Agree with Nino. I use XTR M952 front derailleurs, they weigh 111-113 grams and cost less, and I've always been able to find new old stock somewhere for cheap.


----------



## Tracerboy (Oct 13, 2002)

So what would be a good replacement for the XTR Shadow?

Dura Ace medium cage?

XT (a bit heavier?)

SRAM is out right? (I'm using XTR thumb pod shifters)

Thanks for any help!

P.S. How do Shimao get away with selling Shadow mechs that cannot be asdjusted properly?!


----------



## Lelandjt (Feb 22, 2008)

bernithebiker said:


> I see others have had this problem too, and have machined some alloy off the derailleur, but I am reluctant to do this.


Why? It makes your derailleur work better. All the arguements for other derailleurs ignore the low profile aspect of the shadow. I love mine and use it with an 11-28 8spd cassette.


----------



## xc2006 (Sep 30, 2008)

Does anyone know if the carbon cage on the shadow deraileurs contributes to the problem of poor shifting ?

■ Challenges:
• a. Write out the passage of the derailleur thread starting with "Why? It makes" and going on through "poor shifting ?".
• b. In the derailleur thread, what weight is given for the XTR M952 front derailleurs?
• c. Give a continuation of the derailleur thread, starting after its final post.

■ Data rows:
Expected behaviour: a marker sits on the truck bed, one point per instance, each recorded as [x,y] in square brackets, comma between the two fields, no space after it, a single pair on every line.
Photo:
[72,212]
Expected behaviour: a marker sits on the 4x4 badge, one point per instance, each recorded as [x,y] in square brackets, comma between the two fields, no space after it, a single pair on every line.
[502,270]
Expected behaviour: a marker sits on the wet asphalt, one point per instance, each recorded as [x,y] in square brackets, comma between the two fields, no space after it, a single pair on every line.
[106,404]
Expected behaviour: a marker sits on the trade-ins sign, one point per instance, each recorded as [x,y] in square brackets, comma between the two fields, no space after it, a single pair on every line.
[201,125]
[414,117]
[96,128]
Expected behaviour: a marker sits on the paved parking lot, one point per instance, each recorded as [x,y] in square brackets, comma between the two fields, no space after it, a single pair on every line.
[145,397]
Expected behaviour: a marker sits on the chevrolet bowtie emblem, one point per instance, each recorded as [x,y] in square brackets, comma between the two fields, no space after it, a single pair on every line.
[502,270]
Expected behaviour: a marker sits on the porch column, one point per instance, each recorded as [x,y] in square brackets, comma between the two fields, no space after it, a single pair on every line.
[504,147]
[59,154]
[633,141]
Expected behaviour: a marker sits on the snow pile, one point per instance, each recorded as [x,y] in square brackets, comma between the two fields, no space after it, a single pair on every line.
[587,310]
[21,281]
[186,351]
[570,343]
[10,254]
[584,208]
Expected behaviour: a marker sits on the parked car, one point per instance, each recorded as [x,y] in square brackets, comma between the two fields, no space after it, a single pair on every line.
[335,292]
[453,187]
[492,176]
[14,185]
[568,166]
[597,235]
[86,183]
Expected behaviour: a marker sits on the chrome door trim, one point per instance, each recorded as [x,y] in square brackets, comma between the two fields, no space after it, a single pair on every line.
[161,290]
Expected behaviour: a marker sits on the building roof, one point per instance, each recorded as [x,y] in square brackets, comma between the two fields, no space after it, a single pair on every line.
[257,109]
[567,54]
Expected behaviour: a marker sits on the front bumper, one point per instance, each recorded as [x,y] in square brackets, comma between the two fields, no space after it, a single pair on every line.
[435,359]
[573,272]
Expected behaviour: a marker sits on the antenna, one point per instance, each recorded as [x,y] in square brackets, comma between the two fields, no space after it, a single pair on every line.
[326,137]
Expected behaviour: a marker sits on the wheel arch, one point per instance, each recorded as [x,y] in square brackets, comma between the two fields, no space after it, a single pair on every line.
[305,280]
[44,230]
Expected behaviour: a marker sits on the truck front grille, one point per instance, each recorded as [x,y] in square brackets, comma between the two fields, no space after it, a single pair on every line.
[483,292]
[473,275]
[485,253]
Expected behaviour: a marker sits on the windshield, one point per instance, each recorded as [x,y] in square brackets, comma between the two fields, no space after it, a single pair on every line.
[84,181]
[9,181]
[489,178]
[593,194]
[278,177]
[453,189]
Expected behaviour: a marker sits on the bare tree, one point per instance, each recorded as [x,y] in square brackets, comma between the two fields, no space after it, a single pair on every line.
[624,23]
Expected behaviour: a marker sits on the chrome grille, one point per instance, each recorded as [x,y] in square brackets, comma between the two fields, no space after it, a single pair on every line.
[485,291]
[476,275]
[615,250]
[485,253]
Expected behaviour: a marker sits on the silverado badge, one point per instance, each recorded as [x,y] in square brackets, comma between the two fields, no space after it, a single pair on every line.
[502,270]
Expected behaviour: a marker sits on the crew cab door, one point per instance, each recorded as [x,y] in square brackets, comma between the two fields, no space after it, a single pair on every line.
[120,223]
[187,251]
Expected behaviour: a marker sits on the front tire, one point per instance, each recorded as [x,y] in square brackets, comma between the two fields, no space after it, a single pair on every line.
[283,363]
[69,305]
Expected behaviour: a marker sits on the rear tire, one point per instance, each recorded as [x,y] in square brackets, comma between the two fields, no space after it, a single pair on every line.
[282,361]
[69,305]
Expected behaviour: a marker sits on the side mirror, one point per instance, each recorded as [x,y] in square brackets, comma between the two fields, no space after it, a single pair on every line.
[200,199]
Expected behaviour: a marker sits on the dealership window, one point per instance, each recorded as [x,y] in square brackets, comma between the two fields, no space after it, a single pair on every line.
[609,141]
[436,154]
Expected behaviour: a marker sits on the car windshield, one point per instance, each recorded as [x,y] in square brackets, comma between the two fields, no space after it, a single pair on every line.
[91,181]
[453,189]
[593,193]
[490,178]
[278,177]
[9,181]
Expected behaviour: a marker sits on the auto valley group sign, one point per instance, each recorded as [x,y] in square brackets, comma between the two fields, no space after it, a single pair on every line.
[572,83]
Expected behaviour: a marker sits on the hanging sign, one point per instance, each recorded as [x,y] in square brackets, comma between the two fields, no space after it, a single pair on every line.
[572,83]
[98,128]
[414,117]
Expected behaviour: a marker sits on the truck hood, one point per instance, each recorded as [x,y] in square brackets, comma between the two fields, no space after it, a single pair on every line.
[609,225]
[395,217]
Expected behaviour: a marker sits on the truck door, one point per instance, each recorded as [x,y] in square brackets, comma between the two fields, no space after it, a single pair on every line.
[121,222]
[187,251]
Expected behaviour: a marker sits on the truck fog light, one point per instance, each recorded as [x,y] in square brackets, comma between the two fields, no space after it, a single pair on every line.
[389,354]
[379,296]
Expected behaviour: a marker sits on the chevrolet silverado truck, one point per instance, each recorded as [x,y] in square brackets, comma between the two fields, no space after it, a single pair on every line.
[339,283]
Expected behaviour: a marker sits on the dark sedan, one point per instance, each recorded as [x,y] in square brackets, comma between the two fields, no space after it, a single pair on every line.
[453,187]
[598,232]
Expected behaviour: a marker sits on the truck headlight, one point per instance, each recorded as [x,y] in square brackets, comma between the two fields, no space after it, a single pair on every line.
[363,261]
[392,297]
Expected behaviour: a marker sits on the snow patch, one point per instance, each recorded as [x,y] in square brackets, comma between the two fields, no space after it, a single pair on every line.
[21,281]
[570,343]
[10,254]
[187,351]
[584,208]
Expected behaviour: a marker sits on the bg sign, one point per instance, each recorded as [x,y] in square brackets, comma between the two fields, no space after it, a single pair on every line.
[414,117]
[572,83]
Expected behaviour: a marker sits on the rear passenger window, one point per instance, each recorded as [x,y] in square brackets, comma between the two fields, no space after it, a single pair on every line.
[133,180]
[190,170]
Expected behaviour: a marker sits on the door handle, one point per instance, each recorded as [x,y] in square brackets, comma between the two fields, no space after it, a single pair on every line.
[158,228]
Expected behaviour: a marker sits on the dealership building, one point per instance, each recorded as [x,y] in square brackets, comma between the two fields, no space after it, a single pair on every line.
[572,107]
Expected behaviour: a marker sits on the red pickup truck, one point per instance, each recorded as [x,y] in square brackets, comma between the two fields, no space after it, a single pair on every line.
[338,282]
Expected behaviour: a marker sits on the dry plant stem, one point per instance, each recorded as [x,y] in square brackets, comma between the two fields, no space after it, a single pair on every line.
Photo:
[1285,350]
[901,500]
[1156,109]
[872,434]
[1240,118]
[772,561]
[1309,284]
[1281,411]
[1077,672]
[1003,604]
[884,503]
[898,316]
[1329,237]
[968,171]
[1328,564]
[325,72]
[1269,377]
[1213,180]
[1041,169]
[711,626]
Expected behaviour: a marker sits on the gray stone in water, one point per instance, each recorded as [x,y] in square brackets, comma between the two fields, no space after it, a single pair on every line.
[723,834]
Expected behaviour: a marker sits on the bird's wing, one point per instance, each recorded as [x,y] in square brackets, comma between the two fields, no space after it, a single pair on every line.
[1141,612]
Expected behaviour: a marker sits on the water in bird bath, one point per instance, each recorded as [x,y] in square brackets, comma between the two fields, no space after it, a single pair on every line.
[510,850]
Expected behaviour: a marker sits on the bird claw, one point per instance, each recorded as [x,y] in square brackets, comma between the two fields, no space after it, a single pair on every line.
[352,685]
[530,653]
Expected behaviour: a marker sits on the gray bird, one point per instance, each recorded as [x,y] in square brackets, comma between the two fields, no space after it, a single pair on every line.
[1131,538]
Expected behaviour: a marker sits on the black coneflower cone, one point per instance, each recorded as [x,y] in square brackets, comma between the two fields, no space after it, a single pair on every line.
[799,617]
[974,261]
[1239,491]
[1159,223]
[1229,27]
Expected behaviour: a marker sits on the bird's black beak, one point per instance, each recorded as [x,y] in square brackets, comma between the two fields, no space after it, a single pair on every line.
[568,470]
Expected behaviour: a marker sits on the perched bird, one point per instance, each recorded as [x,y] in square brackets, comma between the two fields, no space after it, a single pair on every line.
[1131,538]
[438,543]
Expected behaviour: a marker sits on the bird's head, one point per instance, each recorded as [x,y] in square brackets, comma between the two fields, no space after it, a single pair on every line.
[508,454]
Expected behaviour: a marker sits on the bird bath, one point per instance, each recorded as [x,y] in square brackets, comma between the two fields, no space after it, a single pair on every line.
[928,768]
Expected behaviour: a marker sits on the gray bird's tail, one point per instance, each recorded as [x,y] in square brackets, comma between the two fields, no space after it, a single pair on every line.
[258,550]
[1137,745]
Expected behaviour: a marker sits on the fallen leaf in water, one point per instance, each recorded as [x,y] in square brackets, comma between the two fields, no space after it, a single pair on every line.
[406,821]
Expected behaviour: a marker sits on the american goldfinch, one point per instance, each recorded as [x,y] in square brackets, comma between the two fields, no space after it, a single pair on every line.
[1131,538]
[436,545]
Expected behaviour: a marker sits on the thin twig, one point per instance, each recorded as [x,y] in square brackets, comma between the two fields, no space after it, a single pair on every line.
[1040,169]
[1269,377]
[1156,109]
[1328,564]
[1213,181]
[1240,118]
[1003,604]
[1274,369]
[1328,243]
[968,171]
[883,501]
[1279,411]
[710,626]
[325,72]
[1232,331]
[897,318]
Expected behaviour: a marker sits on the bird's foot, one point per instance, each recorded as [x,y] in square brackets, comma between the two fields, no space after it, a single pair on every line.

■ Answers below:
• a.
Why? It makes your derailleur work better. All the arguements for other derailleurs ignore the low profile aspect of the shadow. I love mine and use it with an 11-28 8spd cassette.


----------



## xc2006 (Sep 30, 2008)

Does anyone know if the carbon cage on the shadow deraileurs contributes to the problem of poor shifting ?

• b. 111-113 grams

• c.
----------



## Lelandjt (Feb 22, 2008)

Pretty sure it has no effect.


----------



## Tracerboy (Oct 13, 2002)

hey, it's no good having a 'low profile' derailleur if it doesn't shift properly!!

I've tried everything and the thing will not move up to the cassette...!!!

Can I use a DA 10 speed 7900 derailleur? I guess it has to be medium cage, not short. 

Have a 12-27 DA cassette and normal 22-34-44 up front.


----------



## nino (Jan 13, 2004)

bernithebiker said:


> hey, it's no good having a 'low profile' derailleur if it doesn't shift properly!!
> 
> I've tried everything and the thing will not move up to the cassette...!!!
> 
> ...


I use the short-caged DA 7900 on my bikes with 27/40 up front and 11-32 in the back! All you need to do to be able to use a DA on a 32 cassette is to replace the top 11t pulley wheel with a 10t.That gives just enough room to allow the derailleur to take the 32 cog. Shifts great, durability is great, weighs 165g in stock trim and with just some pulley wheels and aluminium bolts you can get it to 143g. No issues ever. I use short caged DAs for about 10 years already.

Shown below my DA7900 also paired to my 10s 11-32 cassette. Works great.


----------



## Lelandjt (Feb 22, 2008)

bernithebiker said:


> 've tried everything and the thing will not move up to the cassette...!!!


No you haven't. The only thing you need to "try" is the mod posted above. The one you are "reluctant" to do.


----------



## Tracerboy (Oct 13, 2002)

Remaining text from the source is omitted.